## start SELECTION
Greatest Crowd
Film Scenes


Part 1


Greatest Crowd Film Scenes
Title Screen
Film Title/Year and Brief Description of Crowd Film Scene
Screenshots

The Birth of a Nation (1915)

This controversial D.W. Griffith Civil War epic contained many examples of crowd scenes, including the ride of the white-sheeted KKK to the rescue of imperiled whites, and numerous Civil War battle scenes.



Intolerance (1916)

Another D.W. Griffith epic, with a massive and colossal reconstruction of ancient Babylonia - a set piece including a cast with thousands of extras. It was the largest, most elaborate exterior set built for any movie at the time.

The Ten Commandments (1923)

Cecil B. De Mille's first rendition (silent) of the tale of Moses featured major crowd scenes, with over 3,500 extras. The film also featured the massively built set of The City of the Pharaoh, which was 120 feet high and 720 feet wide, and weighed 1,000,000 pounds. DeMille had the set dismantled and buried along a stretch of California's central coast, and it remained so for 60 years.






Battleship Potemkin (1925, USSR) and Oktyabr (1928, USSR)

Sergei Eisenstein's films featured large crowd riot scenes, including the famous Odessa Steps Sequence (pictured) in Battleship Potemkin (1925), and the 1917 Bolshevik Revolution in Oktober (1928) aka Ten Days That Shook the World.
## end SELECTION
## start RAW DATA
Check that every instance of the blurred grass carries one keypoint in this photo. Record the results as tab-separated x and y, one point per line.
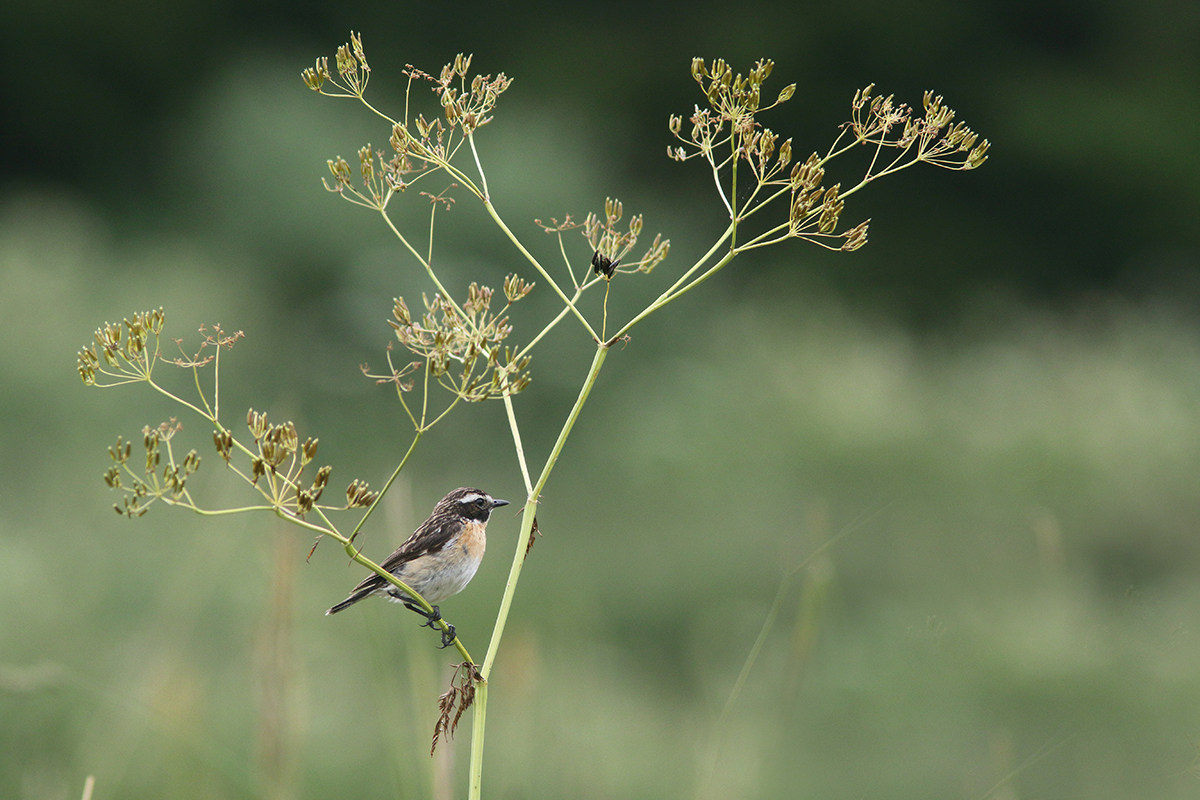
1020	600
## end RAW DATA
SET TASKS |
[A] Answer these questions using the crowd film scenes list:
(i) How many extras appeared in the crowd scenes of The Ten Commandments (1923)?
(ii) In which film does the Odessa Steps Sequence appear?
(iii) Which D.W. Griffith film included a reconstruction of ancient Babylonia?
[B] Repeat the crowd film scenes list from "Another D.W. Griffith" up to and including "at the time.".
[C] Pick up the crowd film scenes list at the point where it stops, and continue it.
The material comes from a separate source.

RESPONSES FOR EACH TASK |
[A]
(i) Over 3,500.
(ii) Battleship Potemkin (1925).
(iii) Intolerance (1916).

[B]
Another D.W. Griffith epic, with a massive and colossal reconstruction of ancient Babylonia - a set piece including a cast with thousands of extras. It was the largest, most elaborate exterior set built for any movie at the time.

[C]
The Phantom of the Opera (1925)

With large-scale crowd scenes in the opulent Opera House.

Metropolis (1927)

This Fritz Lang early sci-fi film required vast casts of extras - almost 38,000 performers, including 1,000 men (FX-multiplied by six) with their heads shaved for the Tower of Babel sequence. Other huge crowd scenes with underground workers included the view of the despairing and exhausting workers going to work in robotic unison as they shuffled forward to elevators, and the android imposter Maria (Brigitte Helm) inspiring the workers to riot.



The Crowd (1928)

One of the greatest impressionistic tracking shots in all of cinematic history was in this film - the majestic shot began at the crowded street level in NYC and tilted upward and smoothly traveled up the flat outside surface of the stone wall of a multi-windowed skyscraper - one of many in the city. Suddenly, the office building rose and straightened up outside one floor, and transported the viewer directly into one of its windows. In a dissolve, the camera slid through the window into a large room filled with a monotonous criss-crossing of hundreds of rows of identical office desks and workers.

The camera swept across the infinite sea of anonymous, business-attired insurance company paper-pushers until it zoomed in on our hero - one of many wage-slaves seated amidst hundreds of other obedient and cowed clerks. Another faceless victim of the city, John Sims' (James Murray) desk is labeled (in closeup): "John Sims 137."



Noah's Ark (1928)

This Michael Curtiz-directed disaster film from Warner Bros. (first released as a silent film and then part-talkie) featured numerous crowd scenes during the flashback sequences to Biblical times.

During the filming of the climactic flood scene brought on by Jehovah when the temple collapsed by lightning bolts from a huge rainstorm, large volumes of water drowned three extras and injured numerous others.



The Big House (1930)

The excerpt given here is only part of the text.